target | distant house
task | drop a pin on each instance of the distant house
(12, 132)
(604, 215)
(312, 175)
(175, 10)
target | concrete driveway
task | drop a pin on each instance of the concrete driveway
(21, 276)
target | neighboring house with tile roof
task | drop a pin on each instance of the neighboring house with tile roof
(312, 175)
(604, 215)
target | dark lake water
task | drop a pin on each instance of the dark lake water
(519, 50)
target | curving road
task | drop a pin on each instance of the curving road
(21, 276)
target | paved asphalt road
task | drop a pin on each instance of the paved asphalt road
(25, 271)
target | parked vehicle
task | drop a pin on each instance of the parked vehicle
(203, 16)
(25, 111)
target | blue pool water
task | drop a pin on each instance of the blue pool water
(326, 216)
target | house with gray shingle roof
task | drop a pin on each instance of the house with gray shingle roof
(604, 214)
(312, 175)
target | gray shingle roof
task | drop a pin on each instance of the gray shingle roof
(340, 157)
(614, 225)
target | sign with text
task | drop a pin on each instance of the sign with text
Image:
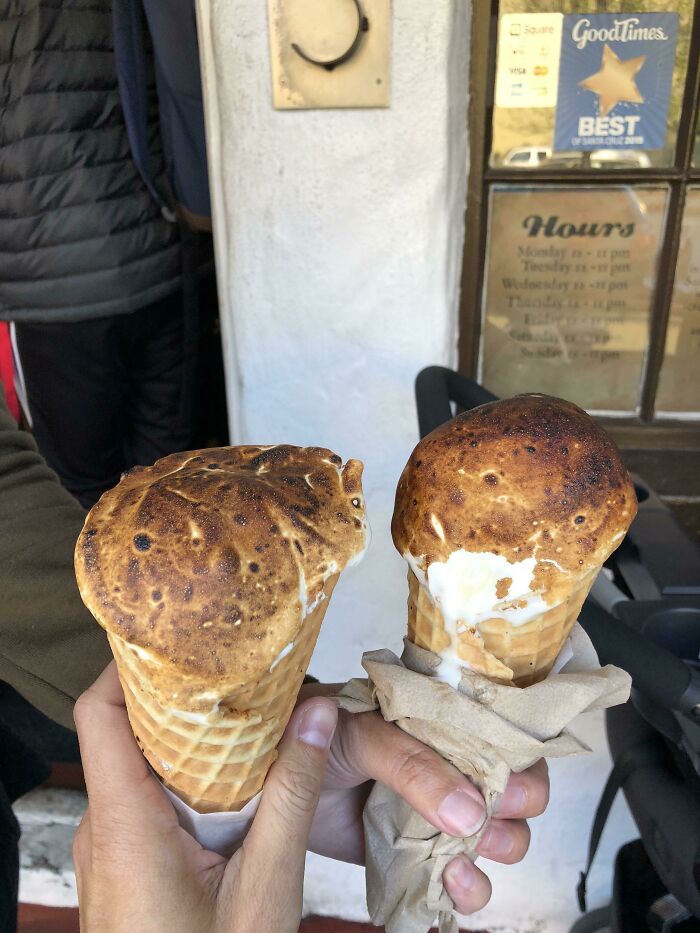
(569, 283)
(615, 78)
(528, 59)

=======

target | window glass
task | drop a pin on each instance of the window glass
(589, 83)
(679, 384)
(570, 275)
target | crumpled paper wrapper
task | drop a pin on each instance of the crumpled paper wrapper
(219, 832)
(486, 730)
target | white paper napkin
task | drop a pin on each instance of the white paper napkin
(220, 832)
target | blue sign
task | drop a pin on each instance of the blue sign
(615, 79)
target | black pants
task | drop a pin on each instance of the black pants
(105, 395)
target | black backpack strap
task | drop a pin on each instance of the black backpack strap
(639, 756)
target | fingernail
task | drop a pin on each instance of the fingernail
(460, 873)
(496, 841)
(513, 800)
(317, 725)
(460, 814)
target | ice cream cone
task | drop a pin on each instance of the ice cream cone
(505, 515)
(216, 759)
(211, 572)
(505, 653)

=======

TASK DIRECTIONS
Output the lines of the records above exactly as they appear, from the line containing "target | distant house" through the line containing "target | neighboring house with tile roof".

RESPONSE
target | distant house
task | drop a pin on each instance of the distant house
(12, 132)
(604, 215)
(312, 175)
(175, 10)
target | concrete driveway
task | drop a pin on each instance of the concrete driveway
(21, 276)
target | neighboring house with tile roof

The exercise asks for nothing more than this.